STATED PROBLEM:
Exact reproduction is required for all entries.

Source records:
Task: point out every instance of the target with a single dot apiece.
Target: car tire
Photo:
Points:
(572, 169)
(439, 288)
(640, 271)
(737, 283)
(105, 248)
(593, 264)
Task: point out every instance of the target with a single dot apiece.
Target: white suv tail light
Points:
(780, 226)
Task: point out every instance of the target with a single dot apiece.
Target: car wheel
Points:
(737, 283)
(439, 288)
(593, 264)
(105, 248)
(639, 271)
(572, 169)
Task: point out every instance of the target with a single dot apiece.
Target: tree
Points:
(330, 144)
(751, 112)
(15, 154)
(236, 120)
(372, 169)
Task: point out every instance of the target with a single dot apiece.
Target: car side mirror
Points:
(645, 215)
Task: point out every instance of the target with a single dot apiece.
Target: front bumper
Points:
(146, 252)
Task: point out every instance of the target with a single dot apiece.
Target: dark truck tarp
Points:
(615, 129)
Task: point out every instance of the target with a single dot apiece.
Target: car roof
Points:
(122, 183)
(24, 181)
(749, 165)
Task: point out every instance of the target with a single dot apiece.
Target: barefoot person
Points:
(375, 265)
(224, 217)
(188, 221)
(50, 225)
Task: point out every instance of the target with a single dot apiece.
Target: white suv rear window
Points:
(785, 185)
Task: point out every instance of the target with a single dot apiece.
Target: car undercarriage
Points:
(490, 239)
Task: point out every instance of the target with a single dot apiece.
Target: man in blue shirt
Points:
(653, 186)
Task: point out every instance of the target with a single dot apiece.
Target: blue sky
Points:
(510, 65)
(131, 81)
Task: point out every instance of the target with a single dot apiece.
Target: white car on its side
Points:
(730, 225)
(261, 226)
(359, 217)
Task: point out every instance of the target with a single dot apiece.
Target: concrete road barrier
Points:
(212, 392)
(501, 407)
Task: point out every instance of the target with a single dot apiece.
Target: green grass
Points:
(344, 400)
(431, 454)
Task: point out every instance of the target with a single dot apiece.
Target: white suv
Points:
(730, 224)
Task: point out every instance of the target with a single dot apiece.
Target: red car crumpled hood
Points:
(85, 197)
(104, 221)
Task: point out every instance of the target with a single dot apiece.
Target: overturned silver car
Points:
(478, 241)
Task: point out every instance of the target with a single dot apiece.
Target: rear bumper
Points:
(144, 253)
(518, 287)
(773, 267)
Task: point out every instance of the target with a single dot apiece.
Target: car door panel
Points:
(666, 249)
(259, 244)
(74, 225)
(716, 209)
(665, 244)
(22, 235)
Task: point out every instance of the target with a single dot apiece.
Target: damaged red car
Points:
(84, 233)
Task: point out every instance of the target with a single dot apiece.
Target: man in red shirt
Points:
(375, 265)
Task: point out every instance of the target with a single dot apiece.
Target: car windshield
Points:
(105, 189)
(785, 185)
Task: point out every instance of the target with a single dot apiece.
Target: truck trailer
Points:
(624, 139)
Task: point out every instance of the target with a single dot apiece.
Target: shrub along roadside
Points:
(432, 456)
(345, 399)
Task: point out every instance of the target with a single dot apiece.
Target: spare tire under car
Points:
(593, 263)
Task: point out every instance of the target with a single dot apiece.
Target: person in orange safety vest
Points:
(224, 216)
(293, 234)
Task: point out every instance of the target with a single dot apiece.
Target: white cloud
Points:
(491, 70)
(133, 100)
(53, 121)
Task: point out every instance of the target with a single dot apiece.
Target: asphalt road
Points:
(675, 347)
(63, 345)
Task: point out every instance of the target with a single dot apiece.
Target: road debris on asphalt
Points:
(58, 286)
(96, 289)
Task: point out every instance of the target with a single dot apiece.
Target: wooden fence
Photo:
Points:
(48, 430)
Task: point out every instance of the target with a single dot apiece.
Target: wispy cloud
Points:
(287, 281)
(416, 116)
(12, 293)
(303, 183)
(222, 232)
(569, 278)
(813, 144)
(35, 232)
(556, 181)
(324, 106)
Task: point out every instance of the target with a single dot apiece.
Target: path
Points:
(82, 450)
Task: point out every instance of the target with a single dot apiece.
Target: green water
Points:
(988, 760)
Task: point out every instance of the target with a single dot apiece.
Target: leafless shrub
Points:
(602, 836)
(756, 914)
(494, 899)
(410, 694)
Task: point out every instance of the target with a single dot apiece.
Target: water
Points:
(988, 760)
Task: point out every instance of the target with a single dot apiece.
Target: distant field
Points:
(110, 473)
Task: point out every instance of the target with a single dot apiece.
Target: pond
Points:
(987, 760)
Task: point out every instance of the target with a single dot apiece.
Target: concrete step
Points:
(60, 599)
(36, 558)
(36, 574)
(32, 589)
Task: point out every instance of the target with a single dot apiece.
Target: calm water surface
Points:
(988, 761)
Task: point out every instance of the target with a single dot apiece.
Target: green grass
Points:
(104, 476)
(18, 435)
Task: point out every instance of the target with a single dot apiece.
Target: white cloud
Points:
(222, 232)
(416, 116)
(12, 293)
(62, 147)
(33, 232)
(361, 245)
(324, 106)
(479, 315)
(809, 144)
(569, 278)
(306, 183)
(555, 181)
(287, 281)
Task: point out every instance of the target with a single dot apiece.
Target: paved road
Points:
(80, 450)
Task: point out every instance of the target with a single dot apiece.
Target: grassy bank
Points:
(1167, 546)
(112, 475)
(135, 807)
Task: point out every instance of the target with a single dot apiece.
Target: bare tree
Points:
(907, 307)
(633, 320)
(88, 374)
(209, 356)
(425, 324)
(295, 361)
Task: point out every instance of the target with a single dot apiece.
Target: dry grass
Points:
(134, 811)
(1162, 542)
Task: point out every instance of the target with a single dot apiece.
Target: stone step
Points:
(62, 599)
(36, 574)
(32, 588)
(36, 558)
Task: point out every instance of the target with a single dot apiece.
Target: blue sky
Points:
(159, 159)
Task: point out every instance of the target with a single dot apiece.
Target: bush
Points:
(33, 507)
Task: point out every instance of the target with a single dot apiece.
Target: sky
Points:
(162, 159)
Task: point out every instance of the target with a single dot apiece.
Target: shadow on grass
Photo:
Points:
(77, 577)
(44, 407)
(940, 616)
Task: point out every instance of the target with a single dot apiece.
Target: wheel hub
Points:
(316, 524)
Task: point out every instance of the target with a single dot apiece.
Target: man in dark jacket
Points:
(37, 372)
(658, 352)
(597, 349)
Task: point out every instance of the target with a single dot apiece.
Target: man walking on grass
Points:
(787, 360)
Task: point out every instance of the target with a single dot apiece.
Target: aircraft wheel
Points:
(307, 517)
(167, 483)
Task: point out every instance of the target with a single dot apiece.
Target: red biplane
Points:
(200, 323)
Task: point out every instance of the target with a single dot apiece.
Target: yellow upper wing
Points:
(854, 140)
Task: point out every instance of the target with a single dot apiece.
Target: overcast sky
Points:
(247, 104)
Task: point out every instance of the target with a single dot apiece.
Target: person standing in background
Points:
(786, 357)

WRITTEN REPLY:
Task: point out every instance of the target with a single dot apiece.
Target: car tire
Photo:
Points:
(572, 169)
(439, 288)
(640, 271)
(737, 283)
(105, 248)
(593, 264)
Task: point out every instance of the target with a single dot apiece.
Target: white suv tail light
Points:
(780, 226)
Task: point out every instance of the target with a single dot apiece.
Target: car wheel
Points:
(737, 283)
(439, 288)
(593, 264)
(105, 248)
(639, 271)
(572, 169)
Task: point out every instance of the target with a single dot apiece.
Target: tree
Points:
(330, 144)
(751, 112)
(15, 154)
(236, 120)
(372, 169)
Task: point out every instance of the target with a single dot apiece.
Target: car side mirror
Points:
(645, 215)
Task: point out every instance of the target with a single dot apiece.
Target: front bumper
Points:
(146, 252)
Task: point out every instance of the target with a single dot apiece.
Target: dark truck tarp
Points:
(615, 129)
Task: point out every instance of the target with a single dot apiece.
Target: car roof
Points:
(122, 183)
(24, 181)
(749, 165)
Task: point out every instance of the target with a single dot apiece.
Target: barefoot person
Points:
(375, 265)
(224, 217)
(188, 221)
(50, 225)
Task: point out every instance of the target with a single dot apiece.
Target: white suv rear window
Points:
(785, 185)
Task: point out every instance of the target with a single dot apiece.
Target: car undercarriage
Points:
(490, 239)
Task: point out every instance of the target with a single dot apiece.
Target: man in blue shirt
Points:
(653, 186)
Task: point out every instance of the target with a single dot apiece.
Target: blue sky
Points:
(510, 65)
(131, 81)
Task: point out every instance of the target with a single dot apiece.
Target: white car on its side
Points:
(730, 225)
(261, 226)
(359, 217)
Task: point out every instance of the target with a single dot apiece.
Target: concrete road barrier
Points:
(212, 392)
(501, 407)
Task: point out every instance of the target with a single dot apiece.
Target: green grass
Points:
(344, 400)
(431, 454)
Task: point out every instance of the target with a single dot apiece.
Target: white suv
Points:
(730, 224)
Task: point out every instance of the target with a single dot apiece.
Target: red car crumpled hood
Points:
(85, 197)
(104, 221)
Task: point out every instance of the target with a single dot apiece.
Target: overturned silver car
Points:
(478, 241)
Task: point out every instance of the target with a single dot apiece.
Target: rear bumper
Points:
(144, 253)
(518, 287)
(773, 267)
Task: point out every instance of the target with a single dot apiece.
Target: car door panel
Points:
(666, 249)
(259, 244)
(74, 225)
(716, 209)
(665, 244)
(22, 235)
Task: point out every instance of the target with a single dot apiece.
Target: damaged red car
Points:
(84, 233)
Task: point out every instance of the target with a single dot apiece.
Target: man in red shirt
Points:
(375, 265)
Task: point out every instance of the target with a single dot apiece.
Target: car windshield
Points:
(105, 189)
(785, 185)
Task: point out every instance of the target with a single dot apiece.
Target: truck trailer
Points:
(624, 139)
Task: point out every instance of the target with a single dot apiece.
Target: shrub along roadside
Points:
(432, 456)
(345, 399)
Task: point out every instance of the target with a single dot apiece.
Target: spare tire under car
Points:
(593, 263)
Task: point out every instance of the target with a single dot apiece.
Target: person in orange safety vest
Points:
(224, 216)
(293, 234)
Task: point out every instance of the target with a single dot apiece.
Target: white cloud
Points:
(491, 70)
(133, 100)
(53, 121)
Task: point out every instance of the target with a single dot apiece.
Target: asphalt road
Points:
(675, 347)
(63, 345)
Task: point out every instance of the target with a single dot apiece.
Target: road debris on asphalt
Points:
(58, 286)
(96, 289)
Task: point out every instance of the target with a single dot apiece.
Target: wooden fence
Photo:
Points:
(48, 430)
Task: point out every instance of the target with a single dot apiece.
Target: wispy cloud
Points:
(287, 281)
(416, 116)
(12, 293)
(303, 183)
(222, 232)
(569, 278)
(813, 144)
(35, 232)
(556, 181)
(324, 106)
Task: point out every instance of the target with a single dot apiece.
Target: path
Points:
(82, 450)
Task: point out every instance of the target with a single dot apiece.
Target: green water
Points:
(988, 760)
Task: point out every instance of the target with a single dot apiece.
Target: leafless shrub
Points:
(602, 836)
(756, 914)
(494, 899)
(410, 694)
Task: point out every instance of the target with a single dot apiece.
Target: water
Points:
(988, 760)
Task: point out every instance of the target with a single dot apiece.
Target: distant field
Points:
(110, 473)
Task: point out every instance of the target with a single dot apiece.
Target: pond
Points:
(987, 760)
Task: point out every instance of the target with a single dot apiece.
Target: concrete step
Points:
(60, 599)
(36, 558)
(36, 574)
(32, 589)
Task: point out every instance of the target with a single dot apiece.
Target: calm water surface
Points:
(988, 761)
Task: point out every instance of the target with a single dot apiece.
Target: green grass
Points:
(104, 476)
(18, 435)
Task: point out every instance of the target with a single dot apiece.
Target: white cloud
Points:
(222, 232)
(416, 116)
(12, 293)
(62, 147)
(33, 232)
(361, 245)
(324, 106)
(479, 315)
(809, 144)
(569, 278)
(306, 183)
(555, 181)
(287, 281)
Task: point out every instance of the target with a single dot apiece.
Target: paved road
Points:
(80, 450)
Task: point out every instance of the target with a single dot apiece.
Target: grassy bank
Points:
(1167, 546)
(112, 475)
(135, 807)
Task: point out every instance of the target with a single dot apiece.
Target: bare tree
Points:
(907, 307)
(633, 320)
(88, 374)
(209, 356)
(425, 324)
(295, 361)
Task: point out every instance of the target with a single dot apiece.
Target: dry grass
Points:
(134, 811)
(1162, 542)
Task: point out every instance of the target with a single dot apiece.
Target: stone step
Points:
(62, 599)
(36, 574)
(32, 588)
(36, 558)
Task: point out every instance of the target with a single dot apiece.
Target: blue sky
Points:
(159, 159)
Task: point out every instance of the target with a single dot apiece.
Target: bush
Points:
(33, 507)
Task: point out every instance of the target with a single dot apiece.
Target: sky
Points:
(162, 159)
Task: point out every instance of the target with a single dot apiece.
Target: shadow on grass
Photo:
Points:
(77, 577)
(44, 407)
(940, 616)
Task: point out every instance of the target with a single dot apiece.
Target: wheel hub
Points:
(316, 524)
Task: point out every instance of the target with a single dot apiece.
Target: man in dark jacket
Points:
(37, 372)
(658, 352)
(597, 349)
Task: point out every instance of the target with a single dot apiece.
Target: man walking on grass
Points:
(787, 360)
Task: point out every instance of the target with a single dot apiece.
Target: aircraft wheel
Points:
(307, 517)
(167, 483)
Task: point out every instance of the target with a single dot apiece.
Target: red biplane
Points:
(200, 323)
Task: point out every instance of the target with a single dot apiece.
Target: yellow upper wing
Points:
(854, 140)
Task: point out every instance of the target with a single dot apiece.
Target: overcast sky
Points:
(247, 104)
Task: point out every instance of the target with a single dot apiece.
Target: person standing in background
Points:
(786, 357)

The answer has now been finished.